*** MATERIAL FOR THIS EXERCISE ***

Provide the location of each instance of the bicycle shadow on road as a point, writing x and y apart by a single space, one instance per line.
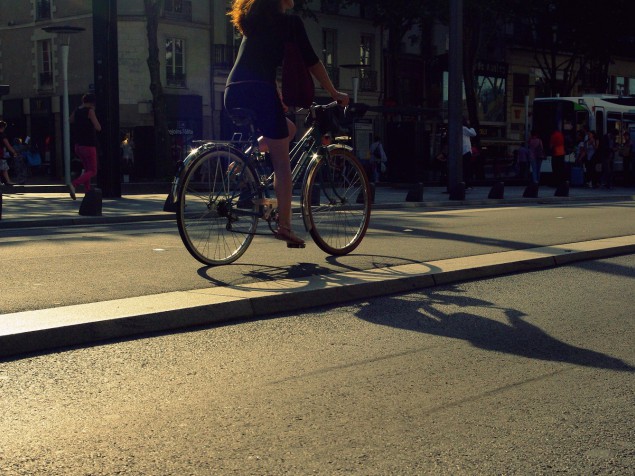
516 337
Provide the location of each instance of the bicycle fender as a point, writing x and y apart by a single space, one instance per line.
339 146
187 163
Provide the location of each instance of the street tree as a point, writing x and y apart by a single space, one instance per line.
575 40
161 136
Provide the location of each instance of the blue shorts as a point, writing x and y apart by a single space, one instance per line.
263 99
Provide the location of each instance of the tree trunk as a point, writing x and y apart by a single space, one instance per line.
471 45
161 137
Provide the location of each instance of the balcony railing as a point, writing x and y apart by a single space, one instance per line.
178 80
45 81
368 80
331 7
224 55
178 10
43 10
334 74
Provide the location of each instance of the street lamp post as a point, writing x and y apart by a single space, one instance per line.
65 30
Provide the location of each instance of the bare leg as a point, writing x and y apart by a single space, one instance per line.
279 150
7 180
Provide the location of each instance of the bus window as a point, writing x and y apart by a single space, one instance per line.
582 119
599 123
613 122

***
*** MATERIAL FOR THIS EXERCISE ***

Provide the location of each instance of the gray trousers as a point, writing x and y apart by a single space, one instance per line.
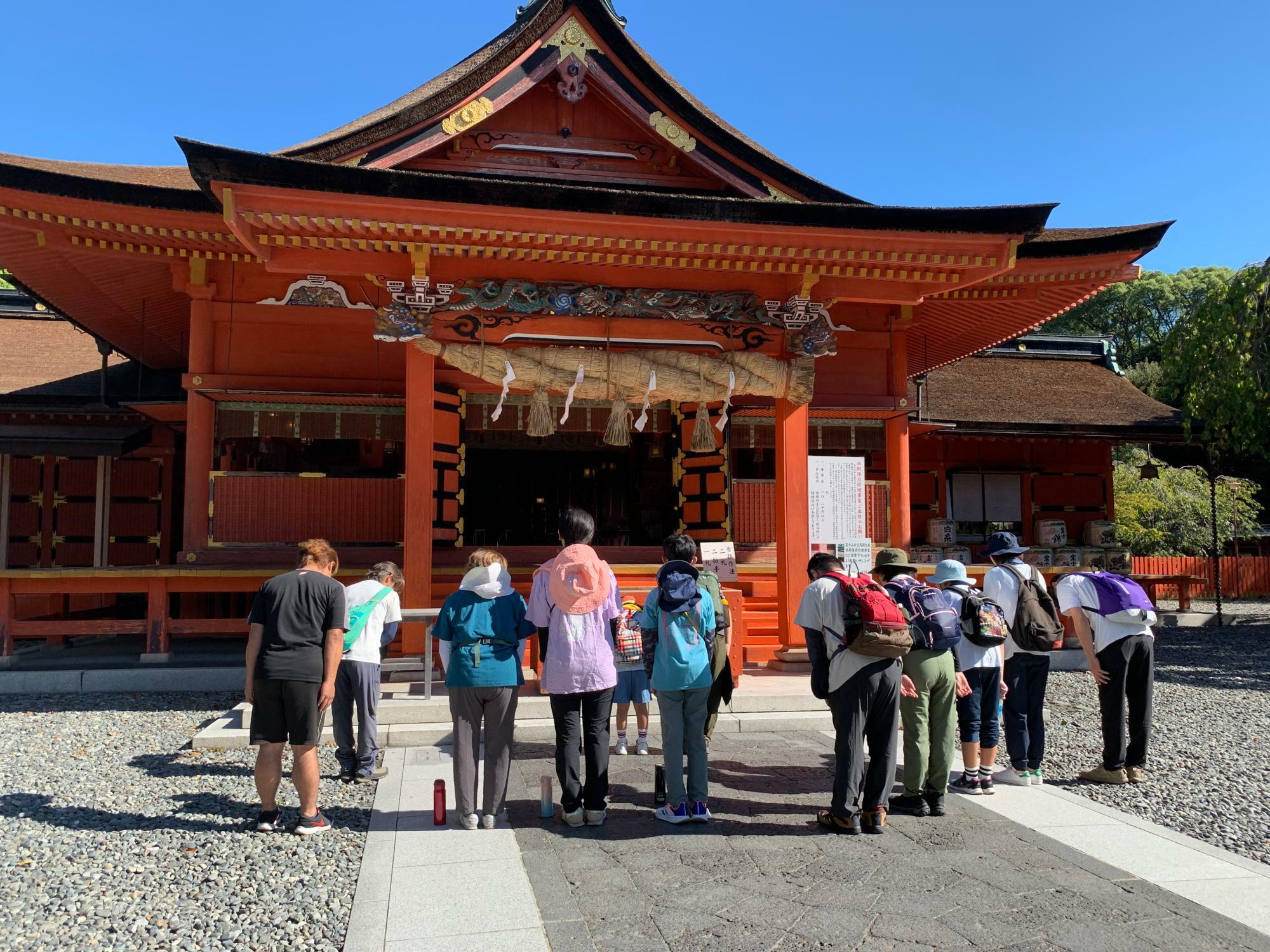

***

EXERCISE GOAL:
Which lines above contain the string "street" with matching case? Gather each of them and copy it in full.

SOLVED EXERCISE:
Provide the location of each instance of the street tree as a point, writing x and y apart by a single space, one instance per line.
Provide the location of each instance of the street lamp post as a point, writing x and y apart by a single space, one instance per line.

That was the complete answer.